THE EXERCISE —
Lay out the lines of the entries below, from the line containing "Return the outline of every instance of the black" through the line containing "M164 72L162 61L158", inclusive, as a Markdown table with the columns "Row" and "Entry line". Number each line, and leave out blank lines.

— Start GIVEN RECORDS —

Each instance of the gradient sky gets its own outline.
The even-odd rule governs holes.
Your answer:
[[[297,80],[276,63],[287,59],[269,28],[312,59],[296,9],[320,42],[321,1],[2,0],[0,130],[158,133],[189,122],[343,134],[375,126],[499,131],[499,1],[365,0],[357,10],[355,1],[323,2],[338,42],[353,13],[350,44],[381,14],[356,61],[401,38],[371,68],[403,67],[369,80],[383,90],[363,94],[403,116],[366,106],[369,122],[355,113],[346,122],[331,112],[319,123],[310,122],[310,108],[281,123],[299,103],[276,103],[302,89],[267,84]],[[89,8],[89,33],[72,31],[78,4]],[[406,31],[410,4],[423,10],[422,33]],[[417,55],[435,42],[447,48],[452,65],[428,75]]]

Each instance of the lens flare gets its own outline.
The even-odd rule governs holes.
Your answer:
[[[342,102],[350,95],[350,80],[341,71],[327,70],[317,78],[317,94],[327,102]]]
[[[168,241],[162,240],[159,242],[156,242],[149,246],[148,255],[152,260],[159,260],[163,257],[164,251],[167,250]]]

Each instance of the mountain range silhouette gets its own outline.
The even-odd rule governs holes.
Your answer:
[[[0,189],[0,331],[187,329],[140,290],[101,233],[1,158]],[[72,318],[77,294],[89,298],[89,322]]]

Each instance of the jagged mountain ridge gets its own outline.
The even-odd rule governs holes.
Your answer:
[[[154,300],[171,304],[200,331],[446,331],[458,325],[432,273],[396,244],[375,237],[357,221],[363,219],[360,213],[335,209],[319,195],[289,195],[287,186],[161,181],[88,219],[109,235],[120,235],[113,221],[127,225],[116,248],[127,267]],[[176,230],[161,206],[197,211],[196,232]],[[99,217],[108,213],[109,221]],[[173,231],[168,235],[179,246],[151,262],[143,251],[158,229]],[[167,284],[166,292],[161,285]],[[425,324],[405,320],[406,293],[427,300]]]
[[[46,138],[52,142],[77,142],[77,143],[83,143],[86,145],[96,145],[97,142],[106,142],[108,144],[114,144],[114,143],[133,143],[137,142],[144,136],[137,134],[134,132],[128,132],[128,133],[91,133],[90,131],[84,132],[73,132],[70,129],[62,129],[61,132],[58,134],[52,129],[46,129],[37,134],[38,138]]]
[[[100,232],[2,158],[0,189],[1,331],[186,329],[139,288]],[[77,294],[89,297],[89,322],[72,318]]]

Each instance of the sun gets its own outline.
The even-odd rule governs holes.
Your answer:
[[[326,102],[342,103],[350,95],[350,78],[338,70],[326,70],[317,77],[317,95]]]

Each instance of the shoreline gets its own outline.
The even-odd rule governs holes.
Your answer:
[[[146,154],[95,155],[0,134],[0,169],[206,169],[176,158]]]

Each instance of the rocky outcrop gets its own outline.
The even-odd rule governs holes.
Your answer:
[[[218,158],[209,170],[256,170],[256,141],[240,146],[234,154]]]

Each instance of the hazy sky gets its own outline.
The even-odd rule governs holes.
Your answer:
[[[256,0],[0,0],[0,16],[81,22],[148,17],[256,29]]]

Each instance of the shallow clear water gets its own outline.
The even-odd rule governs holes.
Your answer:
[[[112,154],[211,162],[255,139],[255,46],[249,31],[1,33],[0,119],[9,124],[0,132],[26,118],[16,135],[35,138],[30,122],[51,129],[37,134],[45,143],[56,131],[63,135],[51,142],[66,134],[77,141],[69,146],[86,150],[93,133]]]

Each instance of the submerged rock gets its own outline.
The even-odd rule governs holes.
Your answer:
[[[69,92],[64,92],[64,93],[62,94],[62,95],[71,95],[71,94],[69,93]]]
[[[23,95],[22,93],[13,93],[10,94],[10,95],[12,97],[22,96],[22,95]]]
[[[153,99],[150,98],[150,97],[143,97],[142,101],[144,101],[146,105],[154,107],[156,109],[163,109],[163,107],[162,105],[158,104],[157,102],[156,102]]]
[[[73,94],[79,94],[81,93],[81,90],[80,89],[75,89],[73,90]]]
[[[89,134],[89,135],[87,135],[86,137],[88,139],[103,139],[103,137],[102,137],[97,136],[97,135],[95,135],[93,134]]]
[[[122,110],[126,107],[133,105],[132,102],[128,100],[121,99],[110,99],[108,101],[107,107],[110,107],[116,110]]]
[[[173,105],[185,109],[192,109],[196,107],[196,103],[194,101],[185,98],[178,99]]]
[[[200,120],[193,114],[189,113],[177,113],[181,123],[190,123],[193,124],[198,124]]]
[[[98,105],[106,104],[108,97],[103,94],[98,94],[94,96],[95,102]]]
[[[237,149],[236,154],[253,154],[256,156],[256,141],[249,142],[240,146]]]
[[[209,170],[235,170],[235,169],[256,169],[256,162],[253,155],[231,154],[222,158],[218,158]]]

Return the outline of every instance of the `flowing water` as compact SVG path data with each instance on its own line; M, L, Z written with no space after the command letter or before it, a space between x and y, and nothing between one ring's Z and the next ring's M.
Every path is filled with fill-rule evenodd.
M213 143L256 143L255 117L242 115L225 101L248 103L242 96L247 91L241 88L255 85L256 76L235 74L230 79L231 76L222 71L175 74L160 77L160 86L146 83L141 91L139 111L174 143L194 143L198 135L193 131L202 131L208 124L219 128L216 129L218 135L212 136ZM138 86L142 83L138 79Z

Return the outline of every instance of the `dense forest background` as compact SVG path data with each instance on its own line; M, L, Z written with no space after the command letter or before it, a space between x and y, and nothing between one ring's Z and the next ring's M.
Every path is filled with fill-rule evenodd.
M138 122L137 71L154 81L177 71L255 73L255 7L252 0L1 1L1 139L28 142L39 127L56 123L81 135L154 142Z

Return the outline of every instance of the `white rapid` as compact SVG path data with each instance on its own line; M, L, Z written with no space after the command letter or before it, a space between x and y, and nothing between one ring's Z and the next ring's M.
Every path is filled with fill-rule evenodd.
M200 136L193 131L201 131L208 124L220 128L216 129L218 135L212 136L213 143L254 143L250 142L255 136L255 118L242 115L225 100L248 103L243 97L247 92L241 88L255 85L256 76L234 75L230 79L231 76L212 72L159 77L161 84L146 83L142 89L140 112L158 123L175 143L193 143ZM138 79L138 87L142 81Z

— End GIVEN RECORDS —
— Start GIVEN RECORDS —

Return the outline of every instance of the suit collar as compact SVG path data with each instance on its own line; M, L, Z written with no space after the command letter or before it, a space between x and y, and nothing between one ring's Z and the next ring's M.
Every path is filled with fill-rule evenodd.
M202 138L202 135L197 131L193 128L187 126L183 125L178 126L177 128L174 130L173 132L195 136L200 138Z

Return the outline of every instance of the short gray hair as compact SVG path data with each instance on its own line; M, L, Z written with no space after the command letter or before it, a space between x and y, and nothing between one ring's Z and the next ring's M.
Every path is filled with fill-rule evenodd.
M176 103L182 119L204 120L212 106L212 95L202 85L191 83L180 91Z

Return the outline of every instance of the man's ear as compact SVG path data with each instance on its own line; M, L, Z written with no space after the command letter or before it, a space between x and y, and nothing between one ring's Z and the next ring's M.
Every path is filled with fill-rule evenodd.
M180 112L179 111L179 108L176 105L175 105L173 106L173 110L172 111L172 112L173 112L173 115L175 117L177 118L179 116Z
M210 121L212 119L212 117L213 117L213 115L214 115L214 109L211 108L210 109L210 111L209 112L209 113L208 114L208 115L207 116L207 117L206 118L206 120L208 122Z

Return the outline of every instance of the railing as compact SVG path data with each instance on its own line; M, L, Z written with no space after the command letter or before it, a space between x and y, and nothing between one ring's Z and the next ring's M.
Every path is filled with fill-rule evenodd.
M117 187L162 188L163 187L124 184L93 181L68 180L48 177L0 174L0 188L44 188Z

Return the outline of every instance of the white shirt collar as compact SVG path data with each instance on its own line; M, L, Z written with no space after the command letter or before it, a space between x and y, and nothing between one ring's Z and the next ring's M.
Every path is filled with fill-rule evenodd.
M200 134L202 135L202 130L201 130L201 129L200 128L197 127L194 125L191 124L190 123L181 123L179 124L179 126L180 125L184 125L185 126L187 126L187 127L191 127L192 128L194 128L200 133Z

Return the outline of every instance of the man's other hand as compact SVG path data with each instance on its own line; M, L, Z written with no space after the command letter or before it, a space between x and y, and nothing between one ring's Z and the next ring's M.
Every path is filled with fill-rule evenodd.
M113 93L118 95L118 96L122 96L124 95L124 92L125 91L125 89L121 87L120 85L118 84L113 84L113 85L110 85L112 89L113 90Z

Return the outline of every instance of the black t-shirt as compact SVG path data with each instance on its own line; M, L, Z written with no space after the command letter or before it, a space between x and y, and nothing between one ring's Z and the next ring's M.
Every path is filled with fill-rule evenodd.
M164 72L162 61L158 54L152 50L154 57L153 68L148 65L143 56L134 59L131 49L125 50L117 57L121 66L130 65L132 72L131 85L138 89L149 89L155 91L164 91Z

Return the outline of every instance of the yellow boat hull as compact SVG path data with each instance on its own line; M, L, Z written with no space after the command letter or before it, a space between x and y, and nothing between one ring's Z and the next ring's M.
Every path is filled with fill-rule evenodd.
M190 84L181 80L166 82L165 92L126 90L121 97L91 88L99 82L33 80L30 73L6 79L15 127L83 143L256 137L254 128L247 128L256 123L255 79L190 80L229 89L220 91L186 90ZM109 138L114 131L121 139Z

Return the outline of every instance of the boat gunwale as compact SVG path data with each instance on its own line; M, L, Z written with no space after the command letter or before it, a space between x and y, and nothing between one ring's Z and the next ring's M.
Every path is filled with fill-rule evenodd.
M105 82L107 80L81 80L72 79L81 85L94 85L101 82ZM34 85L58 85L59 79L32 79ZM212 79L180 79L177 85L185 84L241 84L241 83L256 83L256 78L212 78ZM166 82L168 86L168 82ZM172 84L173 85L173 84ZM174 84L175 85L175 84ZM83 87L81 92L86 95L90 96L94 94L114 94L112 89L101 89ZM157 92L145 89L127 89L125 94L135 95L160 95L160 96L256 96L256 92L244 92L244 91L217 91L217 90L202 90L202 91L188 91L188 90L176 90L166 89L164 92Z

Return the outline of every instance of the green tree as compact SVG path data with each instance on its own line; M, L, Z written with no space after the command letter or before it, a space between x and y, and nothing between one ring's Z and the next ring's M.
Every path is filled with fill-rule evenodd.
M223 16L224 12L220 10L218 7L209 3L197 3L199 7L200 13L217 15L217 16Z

— End GIVEN RECORDS —

SOLVED EXERCISE —
| Row | Entry line |
|---|---|
| 1 | Return the outline of every instance of the black t-shirt as compact SVG path data with each instance on its own line; M, L, Z written with no space after the command letter or before it, a space between x and y, and nothing between one ring's Z and the next ring's M. |
| 2 | Every path is filled with fill-rule evenodd. |
| 3 | M164 72L162 61L158 54L152 50L154 57L153 68L148 65L143 56L134 59L131 49L125 50L117 57L121 66L130 65L132 72L131 85L138 89L149 89L155 91L164 91Z |